__Exercise prompt__
In the interview with Dan Smith below, list each thing he names as coming with competitive bidding.

__Excerpted passage__
|---|
On the road: Dan Smith seeks members in lower 48

Thursday, May 10, 2012

WASHINGTON - Dan Smith has spent the last year traveling the country three weeks out of every month, working to recruit new AAHomecare members. He recently spoke with HME News about why providers should make room in their budgets for AAHomecare.

HME News: The director of membership sales and marketing is a new position for AAHomecare. How did you get into it?

Dan Smith: I was an RTS provider in the ’80s, I was a manufacturer in the ’90s and I recruited providers for The MED Group for 12 years. You could come shake me at 3 o’clock in the morning and ask me a question and I know it. It’s in my DNA. So this was a good fit.

HME: What are you hearing from providers on the road?

Smith: Even though we go out to all the state shows, people just think of us being in D.C. A lot of providers are taken aback—in a good way—like, “Here’s this guy in my office asking me questions and listening to my needs.”

HME: What are the big issues for them?

Smith: With competitive bidding, there’s a lot of doom and gloom, anxiety, pressure, downsizing, revenue, cash flow—all that fun stuff. A lot of this is listening to them, understanding their revenue mix, their product mix, what the tea leaves are saying to them, what they are going to do about the bid.

HME: Where does AAHomecare come in?

Smith: Honestly, logic says the bigger we are—we, the industry, we, the lobby—the harder it is for Medicare to take your money. And the smaller we are, the easier it is for Medicare to take your money. 

HME: Are you able to recruit new members, or are providers finding it hard to come up with membership fees?

Smith: Both, and because of the downward pressure on the revenues, it’s a little more challenging. It’s an unusual dynamic, because the harder it is for the providers out there, the more apparent the need for our efforts is.


Interesting, one would think a self-proclaimed staunch industry advocate courting members on a platform of willingness to answer a "call to arms" would have offered some support to the Nichole Medical case currently being waged in The Third Circuit Court in Philadelphia.  After all, the entire case before The Court is an issue that should be of the utmost concern for all Providers that being CMS's Contracted Auditors.  The result of the case will certainly have a collateral affect on the entire healthcare industry good or bad but probably more for HME Providers. Enough articles have been written and published thanks to HME News for almost every HME Provider to be aware of The Company's chain of events and progression.

I will tell you, while I wish you luck in your recruitment NO matter how many members you recruit; you will NEVER be bigger than CMS.  CMS may give you the satisfaction of entertaing anything you or anyone may bring to the table but if the past eight years have taught me anything make no mistake "CMS is the King and ALL the Providers are servants to the King"!!
|---|
Data excerpts
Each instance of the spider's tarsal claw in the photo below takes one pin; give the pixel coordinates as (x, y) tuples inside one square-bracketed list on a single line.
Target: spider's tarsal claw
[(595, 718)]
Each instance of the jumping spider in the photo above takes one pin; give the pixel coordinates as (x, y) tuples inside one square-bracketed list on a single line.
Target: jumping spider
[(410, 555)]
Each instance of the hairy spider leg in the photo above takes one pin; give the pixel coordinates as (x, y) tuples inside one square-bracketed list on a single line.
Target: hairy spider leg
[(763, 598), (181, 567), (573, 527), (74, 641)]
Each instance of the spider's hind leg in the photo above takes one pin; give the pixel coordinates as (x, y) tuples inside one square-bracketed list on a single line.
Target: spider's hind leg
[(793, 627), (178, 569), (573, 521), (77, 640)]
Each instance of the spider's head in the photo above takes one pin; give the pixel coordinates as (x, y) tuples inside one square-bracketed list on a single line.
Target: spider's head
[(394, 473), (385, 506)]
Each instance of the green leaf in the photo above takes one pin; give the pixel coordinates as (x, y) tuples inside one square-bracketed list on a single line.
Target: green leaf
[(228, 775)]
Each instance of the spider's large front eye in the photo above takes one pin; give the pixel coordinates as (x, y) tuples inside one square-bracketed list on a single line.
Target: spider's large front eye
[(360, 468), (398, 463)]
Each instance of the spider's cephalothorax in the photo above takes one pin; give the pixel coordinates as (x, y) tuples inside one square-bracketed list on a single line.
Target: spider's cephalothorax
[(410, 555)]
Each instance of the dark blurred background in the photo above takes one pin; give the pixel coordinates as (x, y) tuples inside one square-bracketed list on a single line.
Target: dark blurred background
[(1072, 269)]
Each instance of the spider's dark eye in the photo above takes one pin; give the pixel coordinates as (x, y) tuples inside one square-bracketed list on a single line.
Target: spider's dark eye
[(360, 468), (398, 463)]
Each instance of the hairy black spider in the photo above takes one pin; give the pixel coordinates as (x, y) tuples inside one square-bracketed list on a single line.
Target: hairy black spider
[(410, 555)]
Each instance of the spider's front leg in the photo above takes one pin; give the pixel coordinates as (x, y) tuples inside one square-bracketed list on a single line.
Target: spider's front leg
|---|
__Output__
- doom and gloom
- anxiety
- pressure
- downsizing
- revenue
- cash flow